Instruction
Return the lines of the material below verbatim, starting with the line that contains "Question. Place a dot on every instance of the green foliage" and continuing through the end of the material.

Excerpts from location labeling data
+ + + + + + +
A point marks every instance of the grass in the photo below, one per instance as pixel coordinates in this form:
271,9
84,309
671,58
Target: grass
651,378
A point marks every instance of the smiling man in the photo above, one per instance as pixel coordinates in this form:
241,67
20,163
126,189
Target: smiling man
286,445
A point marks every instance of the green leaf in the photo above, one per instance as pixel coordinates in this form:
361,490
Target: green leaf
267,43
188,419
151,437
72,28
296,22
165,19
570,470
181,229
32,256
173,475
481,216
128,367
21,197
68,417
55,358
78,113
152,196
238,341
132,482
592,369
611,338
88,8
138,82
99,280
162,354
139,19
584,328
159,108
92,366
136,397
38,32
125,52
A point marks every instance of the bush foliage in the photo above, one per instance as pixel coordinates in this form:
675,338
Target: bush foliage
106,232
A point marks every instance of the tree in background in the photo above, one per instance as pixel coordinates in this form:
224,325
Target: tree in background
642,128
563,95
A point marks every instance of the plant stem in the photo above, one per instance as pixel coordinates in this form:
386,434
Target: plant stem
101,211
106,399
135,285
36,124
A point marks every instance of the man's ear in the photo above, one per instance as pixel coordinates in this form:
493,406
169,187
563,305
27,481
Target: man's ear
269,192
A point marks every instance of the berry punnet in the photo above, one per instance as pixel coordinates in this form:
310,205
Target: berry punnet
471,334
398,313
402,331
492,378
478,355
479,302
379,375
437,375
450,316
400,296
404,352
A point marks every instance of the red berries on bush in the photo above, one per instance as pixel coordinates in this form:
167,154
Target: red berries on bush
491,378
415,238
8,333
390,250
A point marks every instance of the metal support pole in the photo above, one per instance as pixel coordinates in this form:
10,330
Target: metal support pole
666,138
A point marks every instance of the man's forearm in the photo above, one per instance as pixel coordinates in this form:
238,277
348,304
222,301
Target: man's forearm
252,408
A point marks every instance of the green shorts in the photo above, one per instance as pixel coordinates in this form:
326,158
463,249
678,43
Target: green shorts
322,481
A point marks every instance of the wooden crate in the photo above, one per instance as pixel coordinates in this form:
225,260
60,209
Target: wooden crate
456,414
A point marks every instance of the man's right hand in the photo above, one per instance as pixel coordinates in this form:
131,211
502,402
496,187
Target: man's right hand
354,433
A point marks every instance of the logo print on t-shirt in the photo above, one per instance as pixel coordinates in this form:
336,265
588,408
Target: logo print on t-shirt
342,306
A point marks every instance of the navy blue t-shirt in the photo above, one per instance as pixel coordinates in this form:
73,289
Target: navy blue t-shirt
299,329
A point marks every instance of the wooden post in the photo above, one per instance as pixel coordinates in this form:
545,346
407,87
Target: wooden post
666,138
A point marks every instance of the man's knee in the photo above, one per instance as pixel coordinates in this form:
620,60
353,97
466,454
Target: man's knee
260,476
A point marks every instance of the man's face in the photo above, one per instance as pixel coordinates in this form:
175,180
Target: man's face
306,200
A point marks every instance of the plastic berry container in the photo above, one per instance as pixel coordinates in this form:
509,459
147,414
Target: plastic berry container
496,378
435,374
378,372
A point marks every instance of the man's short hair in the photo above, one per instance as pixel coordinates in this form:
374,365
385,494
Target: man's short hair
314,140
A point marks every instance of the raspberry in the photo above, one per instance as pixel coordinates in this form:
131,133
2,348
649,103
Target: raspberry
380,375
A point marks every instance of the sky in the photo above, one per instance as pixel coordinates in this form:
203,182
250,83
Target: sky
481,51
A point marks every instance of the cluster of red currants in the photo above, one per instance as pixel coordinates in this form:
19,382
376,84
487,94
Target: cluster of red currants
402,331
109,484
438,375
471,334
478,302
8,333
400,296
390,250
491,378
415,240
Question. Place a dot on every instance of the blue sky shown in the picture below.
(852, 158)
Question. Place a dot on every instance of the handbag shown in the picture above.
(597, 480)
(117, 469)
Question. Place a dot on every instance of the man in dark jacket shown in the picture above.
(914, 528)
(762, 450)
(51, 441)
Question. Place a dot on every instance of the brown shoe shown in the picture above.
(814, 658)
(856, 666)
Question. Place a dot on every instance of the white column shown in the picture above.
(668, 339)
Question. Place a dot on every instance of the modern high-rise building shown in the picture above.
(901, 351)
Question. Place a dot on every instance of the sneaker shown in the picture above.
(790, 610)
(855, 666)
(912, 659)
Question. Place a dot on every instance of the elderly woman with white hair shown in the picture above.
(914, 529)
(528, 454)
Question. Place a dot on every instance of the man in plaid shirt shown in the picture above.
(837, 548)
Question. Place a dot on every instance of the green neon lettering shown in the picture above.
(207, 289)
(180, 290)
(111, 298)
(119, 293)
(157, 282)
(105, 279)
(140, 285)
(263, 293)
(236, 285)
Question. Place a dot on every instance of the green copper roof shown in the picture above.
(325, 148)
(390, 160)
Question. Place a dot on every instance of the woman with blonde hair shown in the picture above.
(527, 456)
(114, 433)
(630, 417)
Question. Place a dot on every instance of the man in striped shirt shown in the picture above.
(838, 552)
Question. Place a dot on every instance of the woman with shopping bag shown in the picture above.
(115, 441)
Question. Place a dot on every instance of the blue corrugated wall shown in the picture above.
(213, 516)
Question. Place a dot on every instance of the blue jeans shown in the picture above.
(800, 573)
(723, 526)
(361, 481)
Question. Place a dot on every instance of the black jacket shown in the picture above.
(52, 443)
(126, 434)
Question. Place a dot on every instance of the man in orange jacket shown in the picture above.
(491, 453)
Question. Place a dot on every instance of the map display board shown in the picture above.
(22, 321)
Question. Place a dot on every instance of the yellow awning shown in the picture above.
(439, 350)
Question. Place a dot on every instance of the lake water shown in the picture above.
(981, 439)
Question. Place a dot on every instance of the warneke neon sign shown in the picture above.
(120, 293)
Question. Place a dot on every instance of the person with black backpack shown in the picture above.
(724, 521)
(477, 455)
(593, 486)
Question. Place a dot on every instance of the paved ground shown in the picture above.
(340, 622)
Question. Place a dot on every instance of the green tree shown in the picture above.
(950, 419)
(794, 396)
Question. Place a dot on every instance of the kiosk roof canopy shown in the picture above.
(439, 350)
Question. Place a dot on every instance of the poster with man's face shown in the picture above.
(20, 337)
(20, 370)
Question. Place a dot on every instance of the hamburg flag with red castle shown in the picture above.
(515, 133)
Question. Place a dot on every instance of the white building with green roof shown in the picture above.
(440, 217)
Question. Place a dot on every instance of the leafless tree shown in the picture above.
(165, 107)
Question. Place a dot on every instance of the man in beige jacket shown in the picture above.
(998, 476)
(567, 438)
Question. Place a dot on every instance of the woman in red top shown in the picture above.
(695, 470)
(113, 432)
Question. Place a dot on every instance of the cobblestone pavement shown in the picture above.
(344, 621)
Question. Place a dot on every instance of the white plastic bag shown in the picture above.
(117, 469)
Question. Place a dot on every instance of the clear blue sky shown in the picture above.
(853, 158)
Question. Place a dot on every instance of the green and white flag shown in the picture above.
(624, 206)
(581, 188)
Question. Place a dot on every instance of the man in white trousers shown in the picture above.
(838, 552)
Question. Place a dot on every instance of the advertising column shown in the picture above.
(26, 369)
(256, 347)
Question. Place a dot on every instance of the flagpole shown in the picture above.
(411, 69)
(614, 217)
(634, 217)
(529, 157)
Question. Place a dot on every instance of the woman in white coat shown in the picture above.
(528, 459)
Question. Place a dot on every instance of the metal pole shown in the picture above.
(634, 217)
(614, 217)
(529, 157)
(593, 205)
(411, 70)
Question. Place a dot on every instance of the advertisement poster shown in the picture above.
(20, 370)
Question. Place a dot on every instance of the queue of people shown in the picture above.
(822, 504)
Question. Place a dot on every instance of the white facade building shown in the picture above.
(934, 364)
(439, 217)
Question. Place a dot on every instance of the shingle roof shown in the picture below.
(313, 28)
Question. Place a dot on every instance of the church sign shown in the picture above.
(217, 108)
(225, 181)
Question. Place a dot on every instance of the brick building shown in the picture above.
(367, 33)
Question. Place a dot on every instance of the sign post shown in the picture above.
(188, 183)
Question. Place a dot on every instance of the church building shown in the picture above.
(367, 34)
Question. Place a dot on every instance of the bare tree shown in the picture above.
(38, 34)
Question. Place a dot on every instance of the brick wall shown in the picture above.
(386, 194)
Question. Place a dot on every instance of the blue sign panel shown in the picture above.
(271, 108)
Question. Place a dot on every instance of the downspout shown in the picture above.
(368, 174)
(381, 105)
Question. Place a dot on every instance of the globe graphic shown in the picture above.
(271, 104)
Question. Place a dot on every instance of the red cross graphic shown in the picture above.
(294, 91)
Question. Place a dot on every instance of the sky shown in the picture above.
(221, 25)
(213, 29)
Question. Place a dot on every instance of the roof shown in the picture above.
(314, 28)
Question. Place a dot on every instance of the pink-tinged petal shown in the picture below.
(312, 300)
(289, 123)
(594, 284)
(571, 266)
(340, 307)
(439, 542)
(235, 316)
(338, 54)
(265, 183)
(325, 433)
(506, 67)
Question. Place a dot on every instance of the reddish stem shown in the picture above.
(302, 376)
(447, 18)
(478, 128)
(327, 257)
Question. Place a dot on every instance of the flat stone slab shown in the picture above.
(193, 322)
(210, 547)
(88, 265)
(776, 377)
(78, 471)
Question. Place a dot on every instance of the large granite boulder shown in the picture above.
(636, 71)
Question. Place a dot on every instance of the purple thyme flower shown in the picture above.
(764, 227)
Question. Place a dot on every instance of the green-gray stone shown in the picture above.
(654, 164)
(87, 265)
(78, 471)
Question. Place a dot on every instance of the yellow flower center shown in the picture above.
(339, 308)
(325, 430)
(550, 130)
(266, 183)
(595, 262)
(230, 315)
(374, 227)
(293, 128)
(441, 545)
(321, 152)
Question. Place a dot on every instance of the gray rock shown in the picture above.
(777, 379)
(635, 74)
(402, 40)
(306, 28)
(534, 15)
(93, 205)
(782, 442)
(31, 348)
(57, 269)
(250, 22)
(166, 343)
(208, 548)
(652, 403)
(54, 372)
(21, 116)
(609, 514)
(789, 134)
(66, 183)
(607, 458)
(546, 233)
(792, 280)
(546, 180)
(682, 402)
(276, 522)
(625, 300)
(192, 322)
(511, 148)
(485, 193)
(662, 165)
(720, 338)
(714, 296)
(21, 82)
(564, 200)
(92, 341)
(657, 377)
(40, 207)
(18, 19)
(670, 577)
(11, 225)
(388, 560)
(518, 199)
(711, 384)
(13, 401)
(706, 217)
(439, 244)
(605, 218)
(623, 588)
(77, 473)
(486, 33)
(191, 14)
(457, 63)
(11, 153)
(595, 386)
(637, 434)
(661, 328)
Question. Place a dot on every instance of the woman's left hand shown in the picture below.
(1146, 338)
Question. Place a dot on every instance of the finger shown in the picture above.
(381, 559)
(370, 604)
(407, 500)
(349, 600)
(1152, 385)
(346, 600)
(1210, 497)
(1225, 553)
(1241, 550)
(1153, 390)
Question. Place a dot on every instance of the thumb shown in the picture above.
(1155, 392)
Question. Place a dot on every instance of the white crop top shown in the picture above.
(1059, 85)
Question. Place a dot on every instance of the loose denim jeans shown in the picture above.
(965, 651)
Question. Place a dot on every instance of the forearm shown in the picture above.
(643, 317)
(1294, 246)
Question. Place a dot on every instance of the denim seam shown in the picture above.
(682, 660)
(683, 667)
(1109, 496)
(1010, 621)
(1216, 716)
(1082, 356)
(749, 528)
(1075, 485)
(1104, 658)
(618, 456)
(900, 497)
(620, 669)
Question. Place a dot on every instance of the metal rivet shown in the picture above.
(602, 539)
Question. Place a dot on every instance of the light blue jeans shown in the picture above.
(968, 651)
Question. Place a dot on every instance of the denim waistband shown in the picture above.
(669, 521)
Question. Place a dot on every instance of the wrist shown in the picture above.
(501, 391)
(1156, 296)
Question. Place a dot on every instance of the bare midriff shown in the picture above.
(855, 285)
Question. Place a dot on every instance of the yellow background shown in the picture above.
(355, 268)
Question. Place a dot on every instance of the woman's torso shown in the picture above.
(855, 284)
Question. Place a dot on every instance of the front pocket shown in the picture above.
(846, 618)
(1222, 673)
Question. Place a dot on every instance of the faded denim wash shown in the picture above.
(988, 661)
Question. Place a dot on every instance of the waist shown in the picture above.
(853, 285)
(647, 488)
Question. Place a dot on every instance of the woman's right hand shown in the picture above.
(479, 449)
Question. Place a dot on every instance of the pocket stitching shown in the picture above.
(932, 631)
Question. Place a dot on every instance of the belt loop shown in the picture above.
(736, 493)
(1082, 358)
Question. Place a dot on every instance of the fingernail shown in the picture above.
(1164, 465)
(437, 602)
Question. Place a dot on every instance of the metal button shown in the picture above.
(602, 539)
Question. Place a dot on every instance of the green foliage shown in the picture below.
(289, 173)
+ + + + + + +
Reply to the exercise
Question. Place a dot on every instance of the green foliage shown in the picture below.
(289, 173)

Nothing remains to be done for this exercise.